◆ **Records provided**
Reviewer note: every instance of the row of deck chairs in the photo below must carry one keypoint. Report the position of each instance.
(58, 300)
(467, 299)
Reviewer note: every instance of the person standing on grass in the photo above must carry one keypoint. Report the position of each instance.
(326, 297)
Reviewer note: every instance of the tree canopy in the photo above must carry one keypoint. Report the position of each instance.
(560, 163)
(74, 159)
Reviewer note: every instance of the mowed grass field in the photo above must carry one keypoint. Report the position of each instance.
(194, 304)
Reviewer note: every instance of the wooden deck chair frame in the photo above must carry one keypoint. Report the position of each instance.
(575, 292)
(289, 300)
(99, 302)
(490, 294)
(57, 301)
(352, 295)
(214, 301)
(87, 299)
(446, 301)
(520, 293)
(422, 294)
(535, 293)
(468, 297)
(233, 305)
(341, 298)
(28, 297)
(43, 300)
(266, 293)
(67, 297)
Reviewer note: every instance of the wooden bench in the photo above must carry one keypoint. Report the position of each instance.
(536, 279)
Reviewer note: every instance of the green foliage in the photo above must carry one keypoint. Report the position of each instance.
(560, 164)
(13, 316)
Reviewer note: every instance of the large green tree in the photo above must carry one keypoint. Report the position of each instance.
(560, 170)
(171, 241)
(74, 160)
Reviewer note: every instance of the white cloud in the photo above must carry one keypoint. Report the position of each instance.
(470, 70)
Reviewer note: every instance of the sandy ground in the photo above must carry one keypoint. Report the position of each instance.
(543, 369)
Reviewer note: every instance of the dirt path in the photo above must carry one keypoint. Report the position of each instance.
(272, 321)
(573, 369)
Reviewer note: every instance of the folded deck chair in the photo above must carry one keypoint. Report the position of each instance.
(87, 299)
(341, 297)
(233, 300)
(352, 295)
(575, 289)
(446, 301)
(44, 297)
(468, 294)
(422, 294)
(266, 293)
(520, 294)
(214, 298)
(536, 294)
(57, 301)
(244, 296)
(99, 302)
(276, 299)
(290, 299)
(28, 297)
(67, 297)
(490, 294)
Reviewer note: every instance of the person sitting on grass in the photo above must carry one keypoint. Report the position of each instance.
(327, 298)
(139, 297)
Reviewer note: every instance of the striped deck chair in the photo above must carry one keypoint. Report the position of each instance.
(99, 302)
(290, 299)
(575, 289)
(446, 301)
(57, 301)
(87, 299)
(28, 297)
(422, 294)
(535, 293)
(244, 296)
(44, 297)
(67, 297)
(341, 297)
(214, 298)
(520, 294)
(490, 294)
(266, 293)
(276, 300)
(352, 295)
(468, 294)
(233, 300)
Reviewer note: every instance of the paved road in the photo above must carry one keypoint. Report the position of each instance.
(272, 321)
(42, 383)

◆ **Exercise aim**
Give back, exactly as written, the lines from the one with "Reviewer note: every instance of the folded" to the last line.

◆ **Full response**
Reviewer note: every instance of the folded deck chair in the photo above must carry one keypoint. Report the position of each instance.
(87, 299)
(341, 297)
(233, 300)
(352, 295)
(575, 289)
(446, 301)
(44, 297)
(468, 294)
(422, 294)
(266, 293)
(520, 294)
(214, 298)
(536, 294)
(57, 301)
(244, 296)
(99, 302)
(276, 299)
(290, 299)
(28, 297)
(67, 297)
(490, 294)
Reviewer note: every instance of the person sitting on grass in the photo above must carry one keypoint. Report the position of each instance.
(327, 298)
(139, 297)
Reviewer note: every instance of the striped deck chair in the photo above must carry one keypoint. Report the position of each instance.
(99, 302)
(290, 299)
(575, 289)
(446, 301)
(57, 301)
(87, 299)
(28, 297)
(422, 294)
(535, 293)
(244, 296)
(44, 297)
(67, 297)
(341, 297)
(214, 298)
(520, 294)
(490, 294)
(266, 293)
(276, 300)
(352, 295)
(468, 294)
(233, 300)
Reviewer note: every instance of the paved road in the photo above must carry one keypoint. Report the position of each instance.
(272, 321)
(42, 383)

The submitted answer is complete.